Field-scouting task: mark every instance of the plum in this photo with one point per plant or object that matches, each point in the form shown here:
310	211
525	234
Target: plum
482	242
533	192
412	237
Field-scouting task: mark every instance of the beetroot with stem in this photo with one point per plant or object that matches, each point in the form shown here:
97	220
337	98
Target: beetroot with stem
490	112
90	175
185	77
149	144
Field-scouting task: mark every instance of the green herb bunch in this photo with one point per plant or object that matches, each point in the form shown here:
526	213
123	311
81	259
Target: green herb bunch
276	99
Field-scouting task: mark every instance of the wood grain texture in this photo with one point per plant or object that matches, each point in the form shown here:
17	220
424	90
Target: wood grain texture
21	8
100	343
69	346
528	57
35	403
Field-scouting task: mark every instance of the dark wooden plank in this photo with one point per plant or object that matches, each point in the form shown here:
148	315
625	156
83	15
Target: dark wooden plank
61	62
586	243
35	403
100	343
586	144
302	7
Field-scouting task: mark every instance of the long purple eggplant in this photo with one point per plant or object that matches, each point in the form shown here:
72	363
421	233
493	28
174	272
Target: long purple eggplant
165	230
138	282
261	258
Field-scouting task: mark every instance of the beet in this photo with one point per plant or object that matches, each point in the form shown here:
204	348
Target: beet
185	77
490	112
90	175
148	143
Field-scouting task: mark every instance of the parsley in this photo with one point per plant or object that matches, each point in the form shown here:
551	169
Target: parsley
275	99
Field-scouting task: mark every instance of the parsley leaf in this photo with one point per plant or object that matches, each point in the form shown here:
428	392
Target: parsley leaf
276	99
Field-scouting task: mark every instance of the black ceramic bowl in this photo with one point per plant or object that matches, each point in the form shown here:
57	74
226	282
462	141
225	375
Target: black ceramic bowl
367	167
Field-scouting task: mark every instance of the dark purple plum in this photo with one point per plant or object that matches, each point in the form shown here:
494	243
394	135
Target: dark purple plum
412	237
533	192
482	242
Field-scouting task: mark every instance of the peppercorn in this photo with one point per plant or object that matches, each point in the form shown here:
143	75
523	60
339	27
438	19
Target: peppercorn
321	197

---*---

Present all of the data above as a numbered list, one entry per line, leaving out any blank lines.

> Worked solution:
1. Field-scouting task: mark every instance of the plum in this photo with one point per plant or object that matches, each point in the form shown here:
2. 310	211
3. 525	234
4. Target: plum
5. 482	242
6. 533	192
7. 412	237
8. Field-scouting task: mark every instance of the beetroot with stem in this photo with one point per plant or object that matches, each point in the form shown here:
9. 97	220
10. 337	98
11. Target: beetroot with stem
12. 490	112
13. 90	175
14. 185	77
15. 149	144
16. Field-scouting task: mark every instance of the green herb bunch in this photo with one point per plant or object that matches, each point in the form shown here:
17. 526	213
18. 123	311
19. 81	259
20. Target: green herb bunch
21. 276	99
22. Field-scouting task: mark every instance of the wood grain texture in this photo with one point per plant or object that matches, each point in the form shown here:
23. 17	220
24. 424	90
25. Target: wood grain texture
26. 21	8
27. 100	343
28. 69	346
29. 528	57
30. 35	403
31. Field-scouting task: mark every instance of the dark wooden plank in this photo with one point per plant or object that matches, each point in the form shown here:
32. 148	315
33. 625	156
34. 83	15
35. Target: dark wooden plank
36. 61	62
37. 586	243
38. 35	403
39. 100	343
40. 586	144
41. 302	7
42. Field-scouting task: mark every instance of the long purple eggplant in this photo with one point per plant or object that matches, each point in the form shown here:
43. 72	363
44. 421	233
45. 493	28
46. 174	272
47. Target: long purple eggplant
48. 165	230
49. 138	282
50. 261	258
51. Field-scouting task: mark every instance of the beet in this photo with one point per plant or object that matches, each point in the form shown here:
52. 204	348
53. Target: beet
54. 185	77
55. 490	112
56. 90	175
57. 148	143
58. Field-scouting task: mark every instance of the parsley in this photo with one point per plant or object that matches, each point in the form shown here:
59. 551	169
60. Target: parsley
61. 275	99
62. Field-scouting task: mark every instance of the parsley leaf in this photo with one point per plant or object that matches, each point in the form shown here:
63. 428	392
64. Target: parsley leaf
65. 276	99
66. Field-scouting task: mark every instance of the black ceramic bowl in this photo with one point per plant or object that matches, each point in the form shown here:
67. 57	74
68. 226	282
69. 462	141
70. 225	375
71. Target: black ceramic bowl
72. 367	167
73. Field-scouting task: mark every instance of the dark purple plum in this photo with one point per plant or object that matches, each point in the form shown here:
74. 494	243
75. 394	135
76. Target: dark purple plum
77. 412	237
78. 533	192
79. 482	242
80. Field-scouting task: mark every instance of the peppercorn in this photo with one point per plant or object that matches, each point in the form shown here:
81. 143	75
82. 523	60
83. 339	27
84. 438	19
85. Target: peppercorn
86. 321	197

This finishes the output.